— START OF GIVEN INFORMATION —
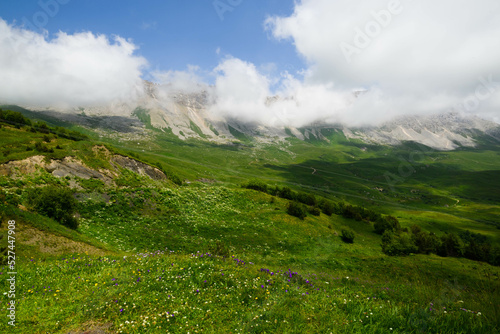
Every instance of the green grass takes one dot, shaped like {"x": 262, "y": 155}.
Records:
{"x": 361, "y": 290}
— END OF GIVEN INFORMATION —
— START OF GIVEN INFORMATION —
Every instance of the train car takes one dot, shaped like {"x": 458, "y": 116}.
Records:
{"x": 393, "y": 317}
— END OF GIVEN INFORMATION —
> **DIRECTIONS FOR THIS TASK**: Tally the lines in the records above that contain the string "Every", counting only matches with the same case. Reply with the number alone.

> **WORKED ANSWER**: 2